* _Objective_:
In the records below, locate the line containing "Target: flock of geese"; output that line and every following line through the last, exactly.

Coordinate annotation records

## start

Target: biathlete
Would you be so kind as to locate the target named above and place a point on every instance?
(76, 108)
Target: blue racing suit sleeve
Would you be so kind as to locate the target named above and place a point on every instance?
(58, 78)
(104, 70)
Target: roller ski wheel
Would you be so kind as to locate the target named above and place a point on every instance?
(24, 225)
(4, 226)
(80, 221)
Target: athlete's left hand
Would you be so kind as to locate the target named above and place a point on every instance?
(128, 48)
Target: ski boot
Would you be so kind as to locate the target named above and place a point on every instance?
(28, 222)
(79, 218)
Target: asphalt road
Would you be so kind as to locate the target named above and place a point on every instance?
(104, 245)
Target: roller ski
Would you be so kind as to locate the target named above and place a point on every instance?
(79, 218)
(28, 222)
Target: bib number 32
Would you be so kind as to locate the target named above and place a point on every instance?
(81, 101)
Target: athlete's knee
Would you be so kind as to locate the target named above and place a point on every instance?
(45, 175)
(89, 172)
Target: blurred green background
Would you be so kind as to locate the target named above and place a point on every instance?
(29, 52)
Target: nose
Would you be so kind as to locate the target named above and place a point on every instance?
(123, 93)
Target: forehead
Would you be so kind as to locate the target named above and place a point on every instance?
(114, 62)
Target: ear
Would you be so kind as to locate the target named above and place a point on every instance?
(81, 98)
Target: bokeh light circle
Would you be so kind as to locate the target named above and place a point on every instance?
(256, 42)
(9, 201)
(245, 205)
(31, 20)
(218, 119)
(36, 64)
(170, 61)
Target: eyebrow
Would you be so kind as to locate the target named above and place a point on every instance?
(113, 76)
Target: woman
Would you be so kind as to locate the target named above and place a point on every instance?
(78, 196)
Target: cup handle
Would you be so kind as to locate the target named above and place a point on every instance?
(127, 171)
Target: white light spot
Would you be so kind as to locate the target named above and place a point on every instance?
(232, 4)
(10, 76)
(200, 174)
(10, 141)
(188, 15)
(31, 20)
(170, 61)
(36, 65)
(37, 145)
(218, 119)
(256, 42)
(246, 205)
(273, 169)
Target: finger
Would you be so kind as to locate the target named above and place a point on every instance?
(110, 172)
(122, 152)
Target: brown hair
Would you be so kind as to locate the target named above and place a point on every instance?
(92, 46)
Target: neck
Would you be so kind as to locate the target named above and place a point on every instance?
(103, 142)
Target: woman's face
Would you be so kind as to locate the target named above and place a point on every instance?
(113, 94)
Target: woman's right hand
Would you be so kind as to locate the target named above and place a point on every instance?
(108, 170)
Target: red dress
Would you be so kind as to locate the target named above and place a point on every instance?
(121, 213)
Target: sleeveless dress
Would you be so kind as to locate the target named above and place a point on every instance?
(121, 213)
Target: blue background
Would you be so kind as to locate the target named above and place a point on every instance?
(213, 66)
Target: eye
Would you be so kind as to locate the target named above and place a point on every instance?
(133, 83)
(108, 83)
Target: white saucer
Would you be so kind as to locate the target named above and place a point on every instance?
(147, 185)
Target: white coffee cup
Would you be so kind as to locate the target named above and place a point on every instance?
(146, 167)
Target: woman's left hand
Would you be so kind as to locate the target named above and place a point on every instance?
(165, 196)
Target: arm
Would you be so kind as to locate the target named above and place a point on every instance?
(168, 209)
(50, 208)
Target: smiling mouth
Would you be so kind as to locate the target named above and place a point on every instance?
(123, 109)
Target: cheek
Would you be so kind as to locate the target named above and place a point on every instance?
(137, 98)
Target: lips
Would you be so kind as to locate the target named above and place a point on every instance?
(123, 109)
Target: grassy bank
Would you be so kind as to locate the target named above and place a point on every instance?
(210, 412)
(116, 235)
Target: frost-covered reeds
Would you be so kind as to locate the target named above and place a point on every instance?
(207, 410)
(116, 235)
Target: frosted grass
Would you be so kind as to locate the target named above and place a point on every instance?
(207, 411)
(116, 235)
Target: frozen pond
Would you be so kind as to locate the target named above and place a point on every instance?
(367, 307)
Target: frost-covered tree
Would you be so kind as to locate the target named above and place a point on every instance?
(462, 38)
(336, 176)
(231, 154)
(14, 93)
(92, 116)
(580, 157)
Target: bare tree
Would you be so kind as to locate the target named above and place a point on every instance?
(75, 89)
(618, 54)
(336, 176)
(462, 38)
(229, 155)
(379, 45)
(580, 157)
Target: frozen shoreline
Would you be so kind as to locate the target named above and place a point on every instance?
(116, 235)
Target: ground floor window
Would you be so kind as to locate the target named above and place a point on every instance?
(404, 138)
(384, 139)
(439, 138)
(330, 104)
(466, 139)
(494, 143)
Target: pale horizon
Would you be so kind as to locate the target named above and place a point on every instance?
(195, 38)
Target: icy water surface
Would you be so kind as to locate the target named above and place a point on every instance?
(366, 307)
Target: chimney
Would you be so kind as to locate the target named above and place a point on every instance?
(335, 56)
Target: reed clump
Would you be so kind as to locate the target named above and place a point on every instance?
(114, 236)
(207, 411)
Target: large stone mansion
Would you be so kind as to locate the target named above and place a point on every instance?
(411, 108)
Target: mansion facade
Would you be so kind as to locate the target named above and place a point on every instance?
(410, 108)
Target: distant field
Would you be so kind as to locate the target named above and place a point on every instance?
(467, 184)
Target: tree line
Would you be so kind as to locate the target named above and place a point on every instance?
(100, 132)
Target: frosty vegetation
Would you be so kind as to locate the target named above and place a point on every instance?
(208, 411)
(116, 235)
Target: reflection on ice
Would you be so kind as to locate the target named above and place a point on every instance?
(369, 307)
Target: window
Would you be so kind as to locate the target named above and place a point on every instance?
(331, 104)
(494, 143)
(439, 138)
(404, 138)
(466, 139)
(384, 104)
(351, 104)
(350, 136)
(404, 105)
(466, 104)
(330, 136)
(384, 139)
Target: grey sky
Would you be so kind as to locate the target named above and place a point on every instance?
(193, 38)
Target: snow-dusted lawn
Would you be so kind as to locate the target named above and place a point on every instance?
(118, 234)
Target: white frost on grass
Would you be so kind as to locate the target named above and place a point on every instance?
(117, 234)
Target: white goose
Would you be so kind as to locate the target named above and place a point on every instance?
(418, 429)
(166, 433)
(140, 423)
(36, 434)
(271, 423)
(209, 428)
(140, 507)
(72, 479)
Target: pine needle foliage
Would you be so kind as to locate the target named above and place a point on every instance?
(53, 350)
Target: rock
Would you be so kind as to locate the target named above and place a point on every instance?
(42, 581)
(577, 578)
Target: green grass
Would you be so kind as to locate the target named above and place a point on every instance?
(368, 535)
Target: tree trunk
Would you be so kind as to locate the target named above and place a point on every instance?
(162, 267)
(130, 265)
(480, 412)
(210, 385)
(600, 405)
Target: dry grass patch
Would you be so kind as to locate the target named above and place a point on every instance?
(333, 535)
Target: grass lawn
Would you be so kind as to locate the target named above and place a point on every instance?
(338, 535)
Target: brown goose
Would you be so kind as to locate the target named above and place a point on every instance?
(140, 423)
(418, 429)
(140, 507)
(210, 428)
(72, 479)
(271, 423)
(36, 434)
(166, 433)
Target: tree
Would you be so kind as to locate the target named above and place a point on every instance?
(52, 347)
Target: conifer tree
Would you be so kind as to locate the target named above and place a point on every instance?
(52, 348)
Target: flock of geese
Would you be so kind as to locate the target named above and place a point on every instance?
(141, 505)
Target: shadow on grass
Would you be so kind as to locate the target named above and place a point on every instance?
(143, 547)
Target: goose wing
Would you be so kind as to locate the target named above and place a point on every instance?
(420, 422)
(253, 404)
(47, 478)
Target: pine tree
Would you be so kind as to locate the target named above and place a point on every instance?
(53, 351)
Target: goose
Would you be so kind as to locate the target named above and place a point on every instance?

## end

* _Solution to this task_:
Target: flock of geese
Would you be so kind as to locate the target named above and place a point on every instance?
(141, 505)
Target: shadow on grass
Would you be so kind as to locate the target named above and place a point on every instance?
(143, 547)
Target: goose wing
Would you be so kind as to locate the target named above and place a point on every instance?
(420, 422)
(253, 404)
(47, 478)
Target: pine tree
Would you be so kind as to locate the target named above and place a point on every instance?
(53, 351)
Target: goose
Would you be so kind as to locate the target named above and place a point on every instance?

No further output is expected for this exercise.